### YOUR INSTRUCTIONS
Convert the material below into a Markdown table with the columns Row and Line. Give each line its own numbered row, and omit any blank lines.

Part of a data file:
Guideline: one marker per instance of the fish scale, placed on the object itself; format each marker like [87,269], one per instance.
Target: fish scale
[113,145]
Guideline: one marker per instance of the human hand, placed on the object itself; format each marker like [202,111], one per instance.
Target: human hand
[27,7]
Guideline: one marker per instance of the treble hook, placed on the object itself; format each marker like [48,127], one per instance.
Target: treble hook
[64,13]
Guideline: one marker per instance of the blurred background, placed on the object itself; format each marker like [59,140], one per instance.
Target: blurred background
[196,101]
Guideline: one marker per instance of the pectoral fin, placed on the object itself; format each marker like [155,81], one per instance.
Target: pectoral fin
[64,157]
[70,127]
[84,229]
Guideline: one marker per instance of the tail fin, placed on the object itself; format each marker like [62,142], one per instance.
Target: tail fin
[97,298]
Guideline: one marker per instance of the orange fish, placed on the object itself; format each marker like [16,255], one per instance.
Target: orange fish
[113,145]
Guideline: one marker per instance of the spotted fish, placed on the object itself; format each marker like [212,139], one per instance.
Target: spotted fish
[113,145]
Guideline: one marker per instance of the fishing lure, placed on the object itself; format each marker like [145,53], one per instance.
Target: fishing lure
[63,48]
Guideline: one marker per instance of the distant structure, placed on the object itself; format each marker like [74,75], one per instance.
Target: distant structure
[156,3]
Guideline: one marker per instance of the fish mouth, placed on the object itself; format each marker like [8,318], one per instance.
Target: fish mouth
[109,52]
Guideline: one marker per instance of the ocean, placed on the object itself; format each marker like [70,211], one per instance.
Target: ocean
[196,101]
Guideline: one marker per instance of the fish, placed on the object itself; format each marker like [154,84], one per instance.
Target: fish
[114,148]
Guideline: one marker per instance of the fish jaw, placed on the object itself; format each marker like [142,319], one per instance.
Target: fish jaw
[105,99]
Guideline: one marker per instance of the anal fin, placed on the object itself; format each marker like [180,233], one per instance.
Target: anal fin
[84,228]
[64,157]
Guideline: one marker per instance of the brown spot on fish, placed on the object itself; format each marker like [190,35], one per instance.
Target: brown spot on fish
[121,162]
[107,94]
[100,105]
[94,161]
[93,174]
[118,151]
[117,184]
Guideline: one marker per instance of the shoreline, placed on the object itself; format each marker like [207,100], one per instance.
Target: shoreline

### SOLUTION TO THIS EXERCISE
| Row | Line |
|---|---|
| 1 | Guideline: one marker per instance of the fish scale, placed on the object itself; format each marker like [87,269], one per instance. |
| 2 | Target: fish scale |
| 3 | [113,145] |
| 4 | Guideline: one marker per instance of the human hand, placed on the object itself; format each marker like [202,111], one per instance. |
| 5 | Target: human hand |
| 6 | [27,7] |
| 7 | Guideline: one marker per instance of the treble hook, placed on the object itself; format each marker like [48,127], one per instance. |
| 8 | Target: treble hook |
| 9 | [64,13] |
| 10 | Guideline: one marker per instance of the blurred background, placed on the object itself; format each marker like [59,140], one per instance. |
| 11 | Target: blurred background |
| 12 | [196,101] |
| 13 | Guideline: one marker per instance of the pectoral fin, placed on the object itself; format each marker like [155,81], one per instance. |
| 14 | Target: pectoral fin |
| 15 | [64,157] |
| 16 | [70,127] |
| 17 | [84,229] |
| 18 | Guideline: one marker per instance of the tail fin, placed on the object itself; format each marker like [62,142], one per instance. |
| 19 | Target: tail fin |
| 20 | [97,298] |
| 21 | Guideline: one marker per instance of the orange fish, placed on the object itself; format each marker like [16,255], one per instance. |
| 22 | Target: orange fish |
| 23 | [113,145] |
| 24 | Guideline: one marker per instance of the spotted fish, placed on the object itself; format each marker like [212,139], one per instance. |
| 25 | Target: spotted fish |
| 26 | [113,145] |
| 27 | Guideline: one marker per instance of the fishing lure, placed on the object itself; format each marker like [145,53], one per instance. |
| 28 | Target: fishing lure |
| 29 | [63,48] |
| 30 | Guideline: one marker per instance of the distant structure, placed on the object itself; format each marker like [74,75], one per instance. |
| 31 | Target: distant structure |
| 32 | [156,3] |
| 33 | Guideline: one marker per instance of the fish mouth, placed on the object itself; format each marker like [8,318], one per instance. |
| 34 | Target: fish mouth |
| 35 | [109,52] |
| 36 | Guideline: one marker per instance of the ocean, placed on the object itself; format each marker like [70,211], one per instance. |
| 37 | Target: ocean |
| 38 | [196,101] |
| 39 | Guideline: one marker per instance of the fish, placed on the object itself; format each marker like [154,84], one per instance. |
| 40 | Target: fish |
| 41 | [114,148] |
| 42 | Guideline: one marker per instance of the fish jaw, placed on the object itself; format each marker like [142,319], one per instance. |
| 43 | Target: fish jaw |
| 44 | [105,99] |
| 45 | Guideline: one marker per instance of the anal fin, placed on the object itself; format each marker like [180,233], one per instance. |
| 46 | Target: anal fin |
| 47 | [84,228] |
| 48 | [64,157] |
| 49 | Guideline: one marker per instance of the brown spot on fish, placed on the object itself; format each marker like [190,35], one per instance. |
| 50 | Target: brown spot on fish |
| 51 | [121,162] |
| 52 | [107,94] |
| 53 | [100,105] |
| 54 | [94,161] |
| 55 | [93,174] |
| 56 | [118,151] |
| 57 | [117,184] |
| 58 | Guideline: one marker per instance of the shoreline, placed on the object itself; format each marker like [207,100], one per instance. |
| 59 | Target: shoreline |